With e-books making serious inroads, will the art of the book—illustration, illumination, printing, typography—fall by the wayside? We hope not. Beautiful books of all ages and all types are a joy. We invite you to check out these links to websites, blogs, and videos that celebrate the factors that go into making of a fine (or even bad) book.
BOOK & COVER DESIGN
Book Cover Archive
This website presents visual images of excellent book covers “for the purpose of appreciation and categorization in book cover design.” In addition to the cover, you’ll also find recommendations for books on cover design, a list of portfolio sites for book cover designers, and other sites on book cover design.
Book Cover Archive Blog
Belonging to the Book Cover Archive, this wonderful blog is more image than talk. Isn’t that the way a book cover design blog should be? By the way, where there is talk, it is interesting.
Book Covers Anonymous
A blog of book covers with minimal commentary. What I particularly like about this one is its clean look and utter simplicity. The two designers are enthusiastic about what they post and they don’t restrain their enthusiasm.
Focusing exclusively on vintage American paperbacks of the 1930s, 1940s, and 1950s (though it takes contributions more than thirty years old now), this site is the largest and most extensive one devoted to the cover images and graphics of these now collectible books. Special sections include back covers, artistic interpretations, and twins.
. . . . By Henry Sene Yee Design
This blogger is a book cover designer, and he uses the site to share his superb cover designs. After stints with Pantheon and St. Martin’s Press, he moved over to Picador to become their creative director. This blog is an excellent window into the book design covers of one publisher.
Subtitled “Books, Design & Culture,” this Canadian-based blog celebrates, well, books and design in modern culture and publishing. The comments are sharp, witty, and wonderfully on point, noting connections and associations that might not be known to those of us who enjoy design from an amateur’s stand but are nevertheless enthusiastic about it.
Caustic Cover Critic
James Morrison likes to “rant” about book design, and that’s fine given that he’s a rather interesting ranter. He doesn’t just talk about books from large publishers but seeks out smaller ones that offer first-rate presentations as well as foreign editions. He wanders far and wide in his search for superb covers, and the result is a commentary that is spicy and unique.
One of the most famous of book jacket designers, Chip Kidd, who has been designing covers for Alfred A. Knopf since 1986, has a lot to share. In this 47-minute video presentation delivered at OFFSET 2009, he does just that with humor and biting wit.

§ Data shown:
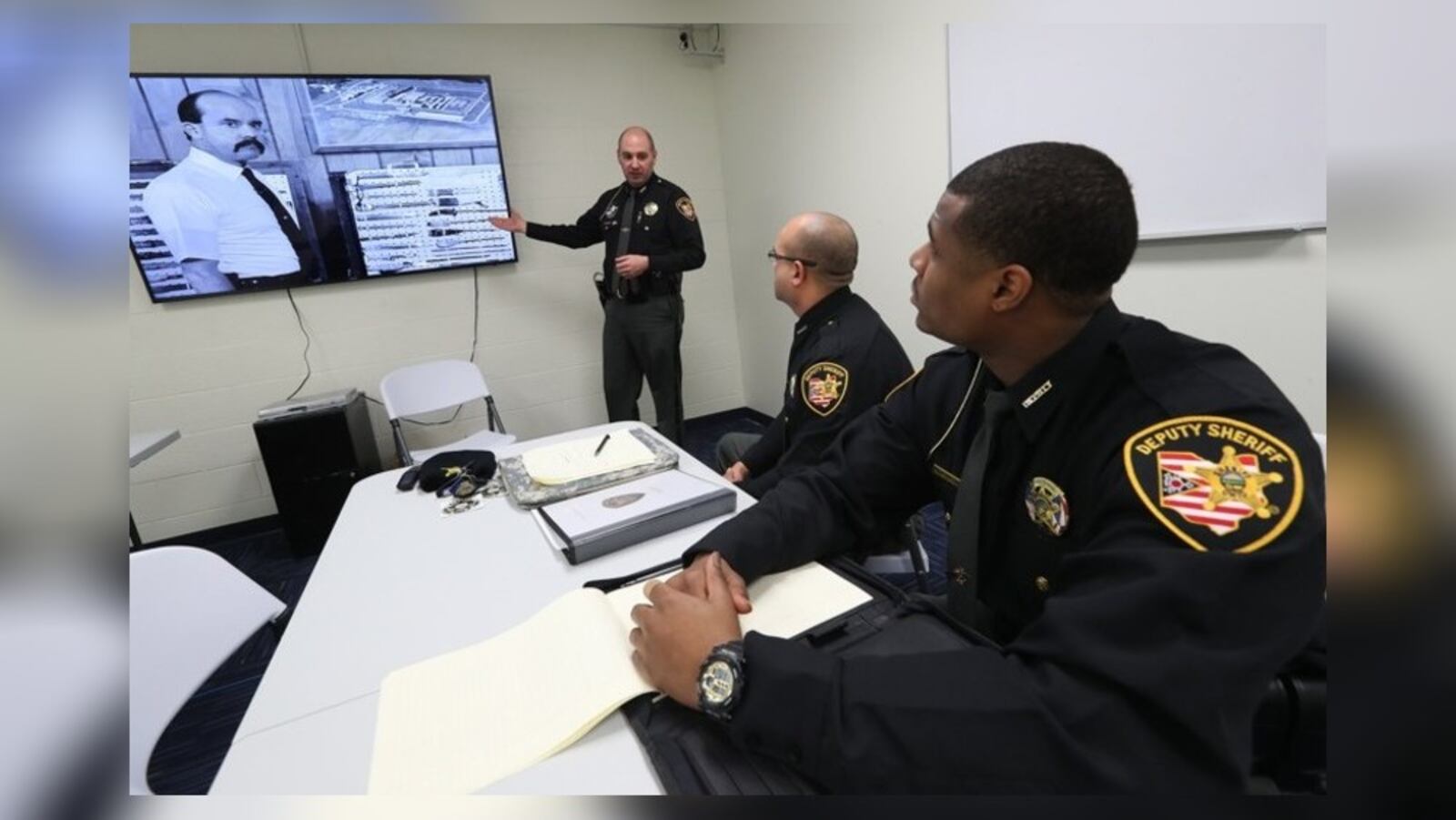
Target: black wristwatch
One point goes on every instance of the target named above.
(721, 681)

* * *

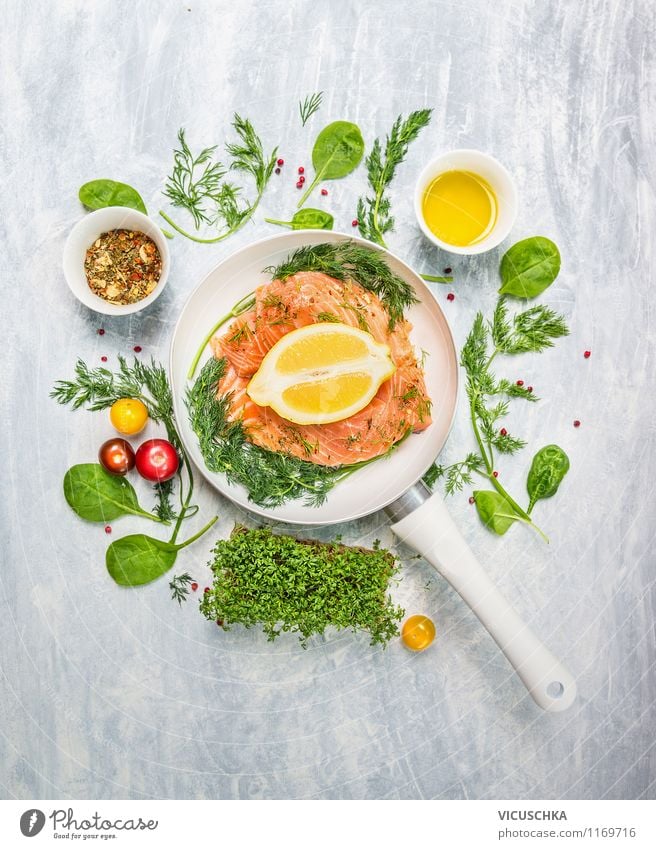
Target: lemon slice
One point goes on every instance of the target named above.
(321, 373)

§ Written exercise A: Repeat the book design page word for word, starting at "Book Cover Archive Blog" and ending at "interpretations, and twins.".
§ Written exercise B: According to the book design page, since what year has Chip Kidd been designing covers for Alfred A. Knopf?
None of the rows is needed here.

§ Expected answer A:
Book Cover Archive Blog
Belonging to the Book Cover Archive, this wonderful blog is more image than talk. Isn’t that the way a book cover design blog should be? By the way, where there is talk, it is interesting.
Book Covers Anonymous
A blog of book covers with minimal commentary. What I particularly like about this one is its clean look and utter simplicity. The two designers are enthusiastic about what they post and they don’t restrain their enthusiasm.
Focusing exclusively on vintage American paperbacks of the 1930s, 1940s, and 1950s (though it takes contributions more than thirty years old now), this site is the largest and most extensive one devoted to the cover images and graphics of these now collectible books. Special sections include back covers, artistic interpretations, and twins.

§ Expected answer B: Since 1986.